Alle gedrag is communicatie
8
Hoofdstuk 5 Macht Essentie Nietzsche: kracht die aanwezig is kan gebruikt worden om status quo in stand te houden of nieuwe onmogelijkheden te onderzoeken en uit te proberen. Om de status quo te bewaren is macht over de ander nodig, om iets nieuws te scheppen niet. Zodra er sprake is van macht, is er sprake van remming in de groei. De krachtige mens wil macht over zichzelf krijgen, de zwakke mens probeert macht over een ander te krijgen om de wereld voorspelbaar te maken. In communicatie: macht is tweezijdig en kan pas uitgeoefend worden als de ander er op ingaat. Het gedrag van een ander kan je ontnemen te reageren zoals je dat zou willen. Macht gaat dan over het ontnemen van ruimte. In de realiteit van alledag zijn 5 machtsspelen te herkennen die voorbeelden zijn van tactieken van zwakte: 1. Technieken om medelijden op te roepen Verdriet roept ‘zorgen voor’ op. Er zijn veel verzorgers die graag voor iemand zorgen. Dus het kan ook omgekeerd. 2. Technieken om schuld op te roepen Schuldgevoel maakt dat je iets voor de ander gaat doen. In een normale relatie komt geen schuld voor. Schuld is een goede voedingsbodem voor gesloten communicatie. 3. Technieken die tijd en energie van de meerdere vergen Alles wordt aangegrepen om te vertragen. Daardoor moet de ander energie stoppen in zaken op gang krijgen, waardoor je uiteindelijk denkt dat je het maar beter zelf kunt doen. Terwijl er geen reden is waarom het niet kan. Je wordt zo moe van de ander dat je het maar zelf doet. 4. Technieken bedoeld als wraak of om te kwetsen Als je iemand op gevoelig punt raakt, verliest hij grip op situatie en krijgt de ander de overhand. Mensen zoeken vaker wraak dan je denkt. Denk niet te lief over de ander. 5. Technieken die gaan voer rationaliteit en waarheid Minst verdacht, maar roept wel meeste discussie op. Waarheid is ontzettend relatief en vaak niet relevant. Er wordt geen rekening meer gehouden met het gevoel.
Hoofdstuk 6 Conclusie: Wat kunnen we ermee? Het veranderen van jezelf Het gaat om bewustzijn. Concept dat je van de wereld hebt, bepaalt wat je ziet. Als je het concept verandert, verander je het gedrag. Je verandert je eigen gedrag door andere dingen te zien. In dit boek stonden 3 principes centraal die in hoge mate bepalen wat je (niet) ziet: 1. Watzlawick betrekking bepaalt betekenis van de inhoud. Gedrag ga je zien als een manier van communiceren. De inhoud wordt minder belangrijk dan de relatie. 2. Berne als kind nemen we beslissingen over latere leven, op intuïtie. We houden zelf onze wereld in stand door hetzelfde script af te draaien. 3. Laing sociale situatie: alles wat mensen fantaseren. We zijn medeverantwoordelijk voor een situatie. Het veranderen van groepen Groepen proberen status quo in stand te houden. Het geloof van een groep is niet reëel, maar men doet er alles aan om confrontatie met de realiteit uit de weg te gaan. Mensen kiezen ervoor om in collusies te leven opdat ze te eten hebben en aandacht krijgen. Binnen een groep spelen allerlei krachten. >NB: dit boek bevalt veel voorbeelden en uitwerkingen, die niet zijn opgenomen in deze samenvatting. Ze helpen echter het geheel te verduidelijken, het complete boek lezen is een aanrader.
★ ★ ★
TOEGEWEZEN OPDRACHT
Beantwoord de volgende vragen aan de hand van het bronfragment:
1. Hoeveel machtsspelen zijn in de realiteit van alledag te herkennen?
2. Welke drie namen horen bij de principes die in het boek centraal stonden?
3. Waarom kiezen mensen ervoor om in collusies te leven?
★ ★ ★
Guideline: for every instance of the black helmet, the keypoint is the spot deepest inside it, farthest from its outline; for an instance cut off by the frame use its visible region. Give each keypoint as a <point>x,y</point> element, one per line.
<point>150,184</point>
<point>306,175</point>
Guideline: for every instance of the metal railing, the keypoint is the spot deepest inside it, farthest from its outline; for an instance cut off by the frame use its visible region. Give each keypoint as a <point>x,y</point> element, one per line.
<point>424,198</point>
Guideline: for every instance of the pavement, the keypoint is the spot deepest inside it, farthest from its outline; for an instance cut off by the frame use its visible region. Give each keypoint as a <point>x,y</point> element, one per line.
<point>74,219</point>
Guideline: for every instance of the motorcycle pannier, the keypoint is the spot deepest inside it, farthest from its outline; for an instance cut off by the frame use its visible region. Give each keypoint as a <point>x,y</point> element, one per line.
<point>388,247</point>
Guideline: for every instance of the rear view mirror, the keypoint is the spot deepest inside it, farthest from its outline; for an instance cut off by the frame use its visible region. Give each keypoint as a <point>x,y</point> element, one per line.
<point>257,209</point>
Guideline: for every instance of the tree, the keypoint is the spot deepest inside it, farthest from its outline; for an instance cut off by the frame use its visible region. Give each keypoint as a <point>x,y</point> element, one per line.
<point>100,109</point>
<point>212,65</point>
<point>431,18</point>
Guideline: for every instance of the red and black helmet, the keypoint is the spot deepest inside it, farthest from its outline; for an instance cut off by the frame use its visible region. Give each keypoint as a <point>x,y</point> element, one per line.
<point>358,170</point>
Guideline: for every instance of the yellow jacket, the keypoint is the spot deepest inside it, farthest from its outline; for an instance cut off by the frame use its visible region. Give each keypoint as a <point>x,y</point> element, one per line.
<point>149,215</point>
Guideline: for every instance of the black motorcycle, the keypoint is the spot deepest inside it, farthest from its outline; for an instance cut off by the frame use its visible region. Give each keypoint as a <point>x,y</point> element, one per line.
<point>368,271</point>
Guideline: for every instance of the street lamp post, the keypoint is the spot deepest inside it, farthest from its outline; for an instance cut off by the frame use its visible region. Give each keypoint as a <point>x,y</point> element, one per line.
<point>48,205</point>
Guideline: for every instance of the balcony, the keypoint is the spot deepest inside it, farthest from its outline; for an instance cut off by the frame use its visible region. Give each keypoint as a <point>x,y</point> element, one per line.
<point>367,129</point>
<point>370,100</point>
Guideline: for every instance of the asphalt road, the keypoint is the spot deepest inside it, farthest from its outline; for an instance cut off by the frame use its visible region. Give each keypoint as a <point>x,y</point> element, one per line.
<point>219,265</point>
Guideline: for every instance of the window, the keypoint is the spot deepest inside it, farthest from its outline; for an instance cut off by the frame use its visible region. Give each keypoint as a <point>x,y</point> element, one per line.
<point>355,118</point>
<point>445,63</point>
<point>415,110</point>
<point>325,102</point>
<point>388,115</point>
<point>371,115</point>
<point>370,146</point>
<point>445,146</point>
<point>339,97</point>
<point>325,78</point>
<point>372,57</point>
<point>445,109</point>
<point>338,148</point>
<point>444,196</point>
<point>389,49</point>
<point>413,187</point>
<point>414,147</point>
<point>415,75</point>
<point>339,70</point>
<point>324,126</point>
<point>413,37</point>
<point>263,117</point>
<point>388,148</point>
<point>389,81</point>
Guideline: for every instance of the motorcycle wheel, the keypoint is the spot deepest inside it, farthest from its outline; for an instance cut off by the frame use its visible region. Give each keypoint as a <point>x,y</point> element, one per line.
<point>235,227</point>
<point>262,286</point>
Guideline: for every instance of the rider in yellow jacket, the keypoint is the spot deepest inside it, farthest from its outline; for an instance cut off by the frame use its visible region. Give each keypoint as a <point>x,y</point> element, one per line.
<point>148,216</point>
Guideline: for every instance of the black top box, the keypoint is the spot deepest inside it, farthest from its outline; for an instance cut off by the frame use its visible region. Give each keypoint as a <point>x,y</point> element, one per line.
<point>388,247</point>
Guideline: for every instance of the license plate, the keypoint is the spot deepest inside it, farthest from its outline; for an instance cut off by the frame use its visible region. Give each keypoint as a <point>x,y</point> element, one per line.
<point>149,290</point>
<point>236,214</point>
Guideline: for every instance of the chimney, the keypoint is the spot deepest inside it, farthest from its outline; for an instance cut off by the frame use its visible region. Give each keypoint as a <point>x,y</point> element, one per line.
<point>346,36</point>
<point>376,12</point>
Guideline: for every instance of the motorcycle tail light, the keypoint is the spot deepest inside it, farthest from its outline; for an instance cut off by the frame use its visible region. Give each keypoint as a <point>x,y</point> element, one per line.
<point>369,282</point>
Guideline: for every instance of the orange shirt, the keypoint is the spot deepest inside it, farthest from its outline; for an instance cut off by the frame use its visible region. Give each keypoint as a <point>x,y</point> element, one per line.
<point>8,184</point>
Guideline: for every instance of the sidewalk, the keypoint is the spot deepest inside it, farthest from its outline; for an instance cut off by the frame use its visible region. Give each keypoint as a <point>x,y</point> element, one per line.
★ ★ ★
ANTWOORD OPDRACHT
1. Vijf.
2. Watzlawick, Berne en Laing.
3. Opdat ze te eten hebben en aandacht krijgen.